43 years of being the 'cursed ones', snakebit, the 'Aints'.
As I drove home last night from the party, so many thoughts and memories coursed through my mind: The 1st Saints game I watched in 1969 (about to turn 7) in my uncle's restaurant as the 'adults' ate dinner.......sitting in my dad's big black 'fake leather' chair on his lap switching back and forth between the Dolphins and Saints games back when there were only like 3 or so channels on tv......going to my 1st Saints game with my dad around 11 years old......him yelling in his thick French accent, "OH NO..!!!!" (..a phrase I would hear many times over the years....) as the Saints blew the game in the last minutes......
That's when the tears unexpectedly began to flow last night. I missed my dad being there to see what we never dreamed to see.
It's hard for those who didnt grow up in South Louisiana to understand the bond between the Saints and their fans. One writer this morning described it like this:
"It's easy to hear people talk about the connection between the city and the Saints and dismiss it as hyperbole. But the Saints are a fabric woven deeply into the tapestry of New Orleans as well as all of Louisiana culture, and one of the most remarkable and unique things about native Louisianians is the importance it places on culture."
So true.
As I continued my drive home, wiping tears from my eyes, missing my dad, a wonderful sense of hope began to fill my heart. The old song by Bob Dylan, "The Times Are A Changin" danced through my mind.

# Input
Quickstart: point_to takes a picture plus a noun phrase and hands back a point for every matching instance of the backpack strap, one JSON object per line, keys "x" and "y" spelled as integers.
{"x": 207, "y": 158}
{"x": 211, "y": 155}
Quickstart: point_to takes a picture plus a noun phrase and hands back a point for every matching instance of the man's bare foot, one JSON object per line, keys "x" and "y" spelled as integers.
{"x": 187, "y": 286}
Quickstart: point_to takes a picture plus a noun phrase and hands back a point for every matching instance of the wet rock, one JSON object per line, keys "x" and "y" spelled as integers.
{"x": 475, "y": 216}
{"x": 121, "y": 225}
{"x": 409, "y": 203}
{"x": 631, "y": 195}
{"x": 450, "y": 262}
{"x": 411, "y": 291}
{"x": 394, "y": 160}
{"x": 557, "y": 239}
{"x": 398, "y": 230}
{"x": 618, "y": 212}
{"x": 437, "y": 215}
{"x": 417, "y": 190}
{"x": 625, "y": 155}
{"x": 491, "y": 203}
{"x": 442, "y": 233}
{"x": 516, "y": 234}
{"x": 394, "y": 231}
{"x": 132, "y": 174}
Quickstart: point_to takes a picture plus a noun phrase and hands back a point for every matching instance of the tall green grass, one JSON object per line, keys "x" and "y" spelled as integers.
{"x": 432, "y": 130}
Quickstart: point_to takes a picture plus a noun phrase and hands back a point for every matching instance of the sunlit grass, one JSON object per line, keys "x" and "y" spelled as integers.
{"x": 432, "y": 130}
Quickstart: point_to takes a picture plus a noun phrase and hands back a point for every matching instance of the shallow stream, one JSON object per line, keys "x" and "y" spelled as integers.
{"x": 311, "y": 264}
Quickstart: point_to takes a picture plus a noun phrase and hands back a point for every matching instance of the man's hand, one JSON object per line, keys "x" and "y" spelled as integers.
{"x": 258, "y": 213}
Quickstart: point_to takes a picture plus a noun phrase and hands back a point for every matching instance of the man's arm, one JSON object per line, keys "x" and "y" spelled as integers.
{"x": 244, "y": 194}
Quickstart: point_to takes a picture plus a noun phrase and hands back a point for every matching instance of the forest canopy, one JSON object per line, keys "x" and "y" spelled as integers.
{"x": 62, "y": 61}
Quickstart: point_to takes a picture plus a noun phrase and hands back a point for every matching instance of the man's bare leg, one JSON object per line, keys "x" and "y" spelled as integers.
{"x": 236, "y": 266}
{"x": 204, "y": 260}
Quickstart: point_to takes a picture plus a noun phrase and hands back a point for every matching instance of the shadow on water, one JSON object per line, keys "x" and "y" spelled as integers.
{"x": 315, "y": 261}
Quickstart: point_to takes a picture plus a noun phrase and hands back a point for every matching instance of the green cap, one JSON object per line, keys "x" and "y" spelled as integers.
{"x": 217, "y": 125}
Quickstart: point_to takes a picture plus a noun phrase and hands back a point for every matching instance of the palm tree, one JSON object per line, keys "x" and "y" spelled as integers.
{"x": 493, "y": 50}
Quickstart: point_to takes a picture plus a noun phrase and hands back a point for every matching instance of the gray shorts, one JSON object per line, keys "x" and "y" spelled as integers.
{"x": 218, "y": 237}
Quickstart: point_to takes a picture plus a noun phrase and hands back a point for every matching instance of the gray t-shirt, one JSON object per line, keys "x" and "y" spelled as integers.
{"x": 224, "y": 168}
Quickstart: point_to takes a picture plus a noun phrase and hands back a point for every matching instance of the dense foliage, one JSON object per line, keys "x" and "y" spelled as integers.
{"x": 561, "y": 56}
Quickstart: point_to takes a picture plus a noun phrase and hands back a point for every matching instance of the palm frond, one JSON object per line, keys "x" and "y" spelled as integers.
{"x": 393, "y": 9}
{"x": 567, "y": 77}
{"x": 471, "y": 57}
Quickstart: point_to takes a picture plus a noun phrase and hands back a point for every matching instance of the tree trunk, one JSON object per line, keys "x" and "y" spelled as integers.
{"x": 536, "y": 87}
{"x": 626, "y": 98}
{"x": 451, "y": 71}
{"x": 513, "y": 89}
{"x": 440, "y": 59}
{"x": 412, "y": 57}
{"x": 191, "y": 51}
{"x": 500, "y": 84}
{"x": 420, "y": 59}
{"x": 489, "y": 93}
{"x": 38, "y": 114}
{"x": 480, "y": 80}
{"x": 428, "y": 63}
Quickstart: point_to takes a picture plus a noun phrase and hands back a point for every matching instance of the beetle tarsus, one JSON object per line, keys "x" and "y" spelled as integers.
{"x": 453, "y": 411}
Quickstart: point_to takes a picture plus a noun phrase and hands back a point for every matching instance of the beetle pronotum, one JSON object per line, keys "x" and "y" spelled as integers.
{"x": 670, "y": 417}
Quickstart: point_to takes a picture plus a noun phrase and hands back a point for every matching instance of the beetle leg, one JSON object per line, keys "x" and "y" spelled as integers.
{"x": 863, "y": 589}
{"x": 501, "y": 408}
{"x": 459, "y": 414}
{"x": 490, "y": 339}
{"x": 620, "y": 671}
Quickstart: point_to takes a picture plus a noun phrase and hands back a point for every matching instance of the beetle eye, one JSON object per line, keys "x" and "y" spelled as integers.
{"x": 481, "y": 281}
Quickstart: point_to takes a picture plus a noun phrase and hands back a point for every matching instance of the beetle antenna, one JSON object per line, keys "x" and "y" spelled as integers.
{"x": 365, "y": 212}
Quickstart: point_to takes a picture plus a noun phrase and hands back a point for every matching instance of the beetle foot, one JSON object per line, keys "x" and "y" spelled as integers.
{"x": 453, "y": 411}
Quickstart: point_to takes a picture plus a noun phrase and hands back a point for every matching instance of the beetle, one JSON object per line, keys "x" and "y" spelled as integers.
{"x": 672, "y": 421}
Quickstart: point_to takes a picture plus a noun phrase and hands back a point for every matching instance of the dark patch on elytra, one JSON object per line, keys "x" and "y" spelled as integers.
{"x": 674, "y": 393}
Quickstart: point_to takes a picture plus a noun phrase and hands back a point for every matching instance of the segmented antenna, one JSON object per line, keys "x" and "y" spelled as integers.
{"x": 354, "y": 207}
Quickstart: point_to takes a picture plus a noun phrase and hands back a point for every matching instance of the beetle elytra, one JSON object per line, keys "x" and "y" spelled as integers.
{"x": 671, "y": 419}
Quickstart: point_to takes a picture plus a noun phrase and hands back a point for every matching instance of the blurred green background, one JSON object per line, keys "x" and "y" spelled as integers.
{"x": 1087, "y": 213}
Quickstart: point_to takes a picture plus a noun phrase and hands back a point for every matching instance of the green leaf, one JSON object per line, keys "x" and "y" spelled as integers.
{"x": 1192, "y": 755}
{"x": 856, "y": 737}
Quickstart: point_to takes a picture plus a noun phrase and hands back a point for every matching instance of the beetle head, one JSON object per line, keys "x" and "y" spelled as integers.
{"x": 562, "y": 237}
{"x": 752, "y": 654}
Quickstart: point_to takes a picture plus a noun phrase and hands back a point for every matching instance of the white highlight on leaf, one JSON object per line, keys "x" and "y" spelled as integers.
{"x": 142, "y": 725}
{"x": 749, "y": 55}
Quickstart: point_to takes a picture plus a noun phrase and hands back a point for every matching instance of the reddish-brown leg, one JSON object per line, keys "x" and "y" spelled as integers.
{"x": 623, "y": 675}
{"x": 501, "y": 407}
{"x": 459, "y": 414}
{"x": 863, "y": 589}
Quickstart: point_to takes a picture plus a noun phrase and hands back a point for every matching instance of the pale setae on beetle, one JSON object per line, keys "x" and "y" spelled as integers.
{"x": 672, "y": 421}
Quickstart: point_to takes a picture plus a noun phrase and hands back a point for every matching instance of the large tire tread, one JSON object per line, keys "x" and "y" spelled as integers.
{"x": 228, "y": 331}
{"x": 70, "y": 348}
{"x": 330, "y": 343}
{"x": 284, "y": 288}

# Complete the following
A – Which lines of the listing contain the string "tree", with case counting? Gather every such line.
B – Could you extend the blog post about the Saints, picking up after its last sentence?
The listing has no connection to the text about the Saints.

# Answers
A –
Quickstart: point_to takes a picture plus a noun phrase and hands back a point for every matching instance of the palm tree, one JSON object per line, keys "x" and "y" spelled as integers.
Quickstart: point_to takes a picture plus a noun phrase and hands back a point for every matching instance of the tree trunk, one JSON object per line, keys "x" and "y" spelled as integers.

B –
Something has changed. The Saints are a symbol of it.
43 years of loss. A generation. A city marked for excess, devastated. Deep hopelessness and despair.
But things are changing.
Listen to what the writer continues with in the article this morning concerning the celebration last night in the French Quarter:
"A flood of humanity washed onto Bourbon Street, beads raining down from people perched on balconies overhead. Ethnic, racial, economic and generational divides disappeared; strangers hugged, kissed, exchanged high-fives. From one sidewalk across the street to the other on every block in the French Quarter, the Who Dat Nation consolidated in celebration, making it impossible for anything -- people, cars, police on horseback -- to move at a speed any faster than a crawl. With their screams, their songs, they engaged in sweet release, purging the history of the Aints and the tragedy of Hurricane Katrina.
While the city has earned a reputation for its crime and its fondness of alcohol, for being almost a breeding ground for sin, the atmosphere on Sunday night was remarkably benign. Police were stationed on practically every corner the entire day, but they didn't seem to need to do much. When it came time to celebrate these Saints, there wasn't the typical ugliness that you often find in other cities' championship celebrations -- no flying glass bottles, no overturned cars, no fistfights.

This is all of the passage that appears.